Data entries

***

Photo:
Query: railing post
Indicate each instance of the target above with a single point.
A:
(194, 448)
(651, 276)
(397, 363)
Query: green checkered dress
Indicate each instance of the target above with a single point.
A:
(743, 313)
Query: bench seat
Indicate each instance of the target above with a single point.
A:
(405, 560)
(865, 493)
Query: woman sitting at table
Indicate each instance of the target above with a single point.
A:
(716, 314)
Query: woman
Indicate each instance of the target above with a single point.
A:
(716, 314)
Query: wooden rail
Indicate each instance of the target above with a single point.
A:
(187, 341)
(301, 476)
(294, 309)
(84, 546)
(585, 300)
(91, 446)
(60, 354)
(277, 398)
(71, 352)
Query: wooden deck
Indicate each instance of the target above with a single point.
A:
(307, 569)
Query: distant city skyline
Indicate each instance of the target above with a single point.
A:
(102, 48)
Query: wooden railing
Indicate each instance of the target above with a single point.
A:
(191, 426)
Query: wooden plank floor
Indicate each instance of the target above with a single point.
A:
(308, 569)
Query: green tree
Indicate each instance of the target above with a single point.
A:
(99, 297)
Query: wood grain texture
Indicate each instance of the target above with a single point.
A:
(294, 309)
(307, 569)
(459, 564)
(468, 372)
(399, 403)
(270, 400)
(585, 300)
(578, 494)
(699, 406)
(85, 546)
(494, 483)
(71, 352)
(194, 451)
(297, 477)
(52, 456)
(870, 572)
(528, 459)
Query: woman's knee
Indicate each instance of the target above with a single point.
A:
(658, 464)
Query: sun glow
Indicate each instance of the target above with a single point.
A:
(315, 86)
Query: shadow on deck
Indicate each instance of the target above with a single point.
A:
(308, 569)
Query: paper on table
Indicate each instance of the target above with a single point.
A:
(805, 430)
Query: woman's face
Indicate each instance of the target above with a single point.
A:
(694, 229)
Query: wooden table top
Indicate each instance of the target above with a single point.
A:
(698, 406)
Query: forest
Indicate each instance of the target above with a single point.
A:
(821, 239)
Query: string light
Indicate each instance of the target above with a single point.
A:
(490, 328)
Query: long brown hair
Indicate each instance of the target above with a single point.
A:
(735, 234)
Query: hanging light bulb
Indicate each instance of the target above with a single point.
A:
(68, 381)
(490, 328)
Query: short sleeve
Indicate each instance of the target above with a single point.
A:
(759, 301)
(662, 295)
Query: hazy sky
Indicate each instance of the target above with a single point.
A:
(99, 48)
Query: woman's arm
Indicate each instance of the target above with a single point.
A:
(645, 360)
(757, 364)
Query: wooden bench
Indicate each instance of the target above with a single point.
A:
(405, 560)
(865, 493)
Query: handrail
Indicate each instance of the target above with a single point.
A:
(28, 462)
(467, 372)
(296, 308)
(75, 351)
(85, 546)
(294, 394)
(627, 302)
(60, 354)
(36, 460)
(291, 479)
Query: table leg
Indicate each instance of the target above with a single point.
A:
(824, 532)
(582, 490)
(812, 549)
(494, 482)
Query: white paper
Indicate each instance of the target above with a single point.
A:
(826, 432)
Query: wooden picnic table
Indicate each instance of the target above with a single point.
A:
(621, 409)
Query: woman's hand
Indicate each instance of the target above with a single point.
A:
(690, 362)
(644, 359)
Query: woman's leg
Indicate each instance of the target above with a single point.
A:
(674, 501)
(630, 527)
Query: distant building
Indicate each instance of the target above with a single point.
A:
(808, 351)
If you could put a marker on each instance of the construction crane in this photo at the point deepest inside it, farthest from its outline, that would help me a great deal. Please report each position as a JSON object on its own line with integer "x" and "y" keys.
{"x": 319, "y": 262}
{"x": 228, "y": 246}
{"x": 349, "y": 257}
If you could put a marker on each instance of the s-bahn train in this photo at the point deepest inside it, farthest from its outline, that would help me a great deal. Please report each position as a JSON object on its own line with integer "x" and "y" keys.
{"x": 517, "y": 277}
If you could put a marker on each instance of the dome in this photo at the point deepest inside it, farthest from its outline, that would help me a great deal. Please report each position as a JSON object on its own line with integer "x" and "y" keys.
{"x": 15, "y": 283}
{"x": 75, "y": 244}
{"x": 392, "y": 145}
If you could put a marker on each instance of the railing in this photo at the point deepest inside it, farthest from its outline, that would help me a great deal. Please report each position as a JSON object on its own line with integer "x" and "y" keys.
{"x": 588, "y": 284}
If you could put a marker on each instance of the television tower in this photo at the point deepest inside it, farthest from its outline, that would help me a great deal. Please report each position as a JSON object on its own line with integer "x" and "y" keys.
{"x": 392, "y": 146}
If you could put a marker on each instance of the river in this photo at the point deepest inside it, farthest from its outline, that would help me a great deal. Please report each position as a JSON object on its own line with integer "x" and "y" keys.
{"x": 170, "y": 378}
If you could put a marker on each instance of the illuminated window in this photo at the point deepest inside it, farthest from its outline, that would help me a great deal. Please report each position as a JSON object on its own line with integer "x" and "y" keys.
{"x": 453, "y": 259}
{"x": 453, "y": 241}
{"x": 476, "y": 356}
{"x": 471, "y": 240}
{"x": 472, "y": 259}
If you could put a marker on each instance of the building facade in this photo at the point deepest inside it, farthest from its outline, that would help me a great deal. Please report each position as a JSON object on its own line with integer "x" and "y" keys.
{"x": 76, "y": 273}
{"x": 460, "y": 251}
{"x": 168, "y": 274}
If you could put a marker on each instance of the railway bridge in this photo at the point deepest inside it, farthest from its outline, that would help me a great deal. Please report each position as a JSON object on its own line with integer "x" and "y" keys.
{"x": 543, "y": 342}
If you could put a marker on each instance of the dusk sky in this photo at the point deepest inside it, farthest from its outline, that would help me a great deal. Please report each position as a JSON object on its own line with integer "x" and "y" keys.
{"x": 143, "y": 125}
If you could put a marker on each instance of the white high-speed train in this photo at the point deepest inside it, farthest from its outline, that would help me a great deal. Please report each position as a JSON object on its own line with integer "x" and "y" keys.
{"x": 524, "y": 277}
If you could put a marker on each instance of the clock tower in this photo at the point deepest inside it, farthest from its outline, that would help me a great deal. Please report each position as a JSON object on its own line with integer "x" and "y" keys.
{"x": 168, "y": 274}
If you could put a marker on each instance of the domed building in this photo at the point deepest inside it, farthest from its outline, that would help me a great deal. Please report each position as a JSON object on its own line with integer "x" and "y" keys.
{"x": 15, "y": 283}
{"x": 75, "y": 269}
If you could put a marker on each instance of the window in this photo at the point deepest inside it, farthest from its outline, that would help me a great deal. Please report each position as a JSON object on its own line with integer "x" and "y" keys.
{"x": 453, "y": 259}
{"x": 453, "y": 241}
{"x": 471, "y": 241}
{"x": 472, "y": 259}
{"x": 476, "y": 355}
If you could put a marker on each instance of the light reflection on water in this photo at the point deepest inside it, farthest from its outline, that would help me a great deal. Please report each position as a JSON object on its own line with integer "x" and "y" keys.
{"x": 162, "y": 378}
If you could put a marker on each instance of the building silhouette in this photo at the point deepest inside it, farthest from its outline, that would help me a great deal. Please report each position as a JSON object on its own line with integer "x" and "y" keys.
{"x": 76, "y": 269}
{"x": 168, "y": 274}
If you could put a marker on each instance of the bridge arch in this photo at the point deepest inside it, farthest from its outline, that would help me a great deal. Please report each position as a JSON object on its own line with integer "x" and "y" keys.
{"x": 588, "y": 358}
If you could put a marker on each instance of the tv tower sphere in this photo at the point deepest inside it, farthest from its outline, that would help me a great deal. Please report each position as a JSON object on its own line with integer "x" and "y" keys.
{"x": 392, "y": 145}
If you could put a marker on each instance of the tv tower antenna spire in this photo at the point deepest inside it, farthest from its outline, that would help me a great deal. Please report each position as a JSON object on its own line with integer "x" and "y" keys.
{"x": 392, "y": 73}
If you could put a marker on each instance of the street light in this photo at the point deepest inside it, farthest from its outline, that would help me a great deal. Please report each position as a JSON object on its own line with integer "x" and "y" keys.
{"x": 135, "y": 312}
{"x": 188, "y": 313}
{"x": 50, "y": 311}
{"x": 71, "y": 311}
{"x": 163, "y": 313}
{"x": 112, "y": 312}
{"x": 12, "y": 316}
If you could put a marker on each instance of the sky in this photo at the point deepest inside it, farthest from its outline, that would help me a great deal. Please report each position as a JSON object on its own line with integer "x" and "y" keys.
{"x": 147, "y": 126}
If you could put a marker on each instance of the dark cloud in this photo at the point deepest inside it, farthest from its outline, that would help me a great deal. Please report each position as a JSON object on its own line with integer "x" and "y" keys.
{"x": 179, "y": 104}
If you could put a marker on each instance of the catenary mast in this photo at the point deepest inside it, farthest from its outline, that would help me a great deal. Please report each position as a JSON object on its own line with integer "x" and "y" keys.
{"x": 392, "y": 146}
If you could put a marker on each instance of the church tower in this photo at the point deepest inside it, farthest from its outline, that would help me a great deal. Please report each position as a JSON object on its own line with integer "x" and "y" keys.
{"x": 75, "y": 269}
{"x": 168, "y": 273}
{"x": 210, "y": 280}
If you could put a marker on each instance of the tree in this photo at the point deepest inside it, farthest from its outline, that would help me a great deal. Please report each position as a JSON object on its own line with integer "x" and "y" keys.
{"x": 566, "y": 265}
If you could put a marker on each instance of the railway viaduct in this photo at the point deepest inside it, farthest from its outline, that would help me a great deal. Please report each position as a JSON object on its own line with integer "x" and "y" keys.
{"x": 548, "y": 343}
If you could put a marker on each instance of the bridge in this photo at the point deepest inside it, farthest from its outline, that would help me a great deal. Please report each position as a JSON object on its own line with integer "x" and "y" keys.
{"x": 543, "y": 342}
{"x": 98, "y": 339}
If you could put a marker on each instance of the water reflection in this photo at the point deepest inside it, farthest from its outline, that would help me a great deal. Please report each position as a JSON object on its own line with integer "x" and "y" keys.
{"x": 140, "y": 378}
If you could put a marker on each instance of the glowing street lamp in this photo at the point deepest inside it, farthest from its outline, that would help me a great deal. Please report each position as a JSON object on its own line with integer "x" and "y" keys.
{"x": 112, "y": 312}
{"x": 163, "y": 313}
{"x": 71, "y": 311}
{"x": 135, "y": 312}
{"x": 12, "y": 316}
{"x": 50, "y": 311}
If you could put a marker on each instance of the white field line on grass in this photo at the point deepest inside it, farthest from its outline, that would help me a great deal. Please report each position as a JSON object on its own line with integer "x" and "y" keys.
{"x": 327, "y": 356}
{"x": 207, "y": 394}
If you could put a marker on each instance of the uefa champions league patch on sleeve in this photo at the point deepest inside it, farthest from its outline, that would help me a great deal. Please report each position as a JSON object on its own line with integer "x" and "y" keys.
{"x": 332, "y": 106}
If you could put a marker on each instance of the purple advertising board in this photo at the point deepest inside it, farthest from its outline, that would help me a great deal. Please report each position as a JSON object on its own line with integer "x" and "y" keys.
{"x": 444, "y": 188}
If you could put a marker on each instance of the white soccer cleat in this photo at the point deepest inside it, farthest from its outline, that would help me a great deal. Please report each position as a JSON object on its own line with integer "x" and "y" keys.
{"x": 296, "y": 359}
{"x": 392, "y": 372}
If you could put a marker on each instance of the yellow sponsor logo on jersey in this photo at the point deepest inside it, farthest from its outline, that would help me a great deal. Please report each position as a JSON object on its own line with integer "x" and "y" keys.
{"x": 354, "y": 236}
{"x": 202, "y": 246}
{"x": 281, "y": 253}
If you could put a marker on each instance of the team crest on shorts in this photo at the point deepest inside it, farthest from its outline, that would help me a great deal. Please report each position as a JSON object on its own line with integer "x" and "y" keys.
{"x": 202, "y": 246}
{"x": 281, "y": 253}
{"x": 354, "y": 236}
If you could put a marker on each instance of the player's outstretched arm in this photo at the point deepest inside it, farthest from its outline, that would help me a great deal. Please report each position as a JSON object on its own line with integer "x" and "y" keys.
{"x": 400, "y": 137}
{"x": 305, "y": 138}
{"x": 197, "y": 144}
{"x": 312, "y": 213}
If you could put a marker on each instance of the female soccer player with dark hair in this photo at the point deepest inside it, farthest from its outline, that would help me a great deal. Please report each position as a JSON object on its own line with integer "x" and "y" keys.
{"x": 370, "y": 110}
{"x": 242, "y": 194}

***

**What is expected:** Give again exactly, and only, the lines above starting at the one with "Query: paper on table" and ending at the one with "Query: hanging light bulb".

**Exercise response:**
Query: paper on table
Indicate each instance of the target above with a single point.
A:
(805, 430)
Query: woman's face
Indicate each instance of the target above with a single point.
A:
(694, 229)
Query: wooden table top
Indicate each instance of the target above with a single point.
A:
(698, 406)
Query: forest
Indicate each instance of the target above with a single point.
A:
(821, 239)
Query: string light
Indicate each instance of the target above with a single point.
A:
(490, 328)
Query: long brown hair
Indicate each instance of the target above with a single point.
A:
(735, 234)
Query: hanging light bulb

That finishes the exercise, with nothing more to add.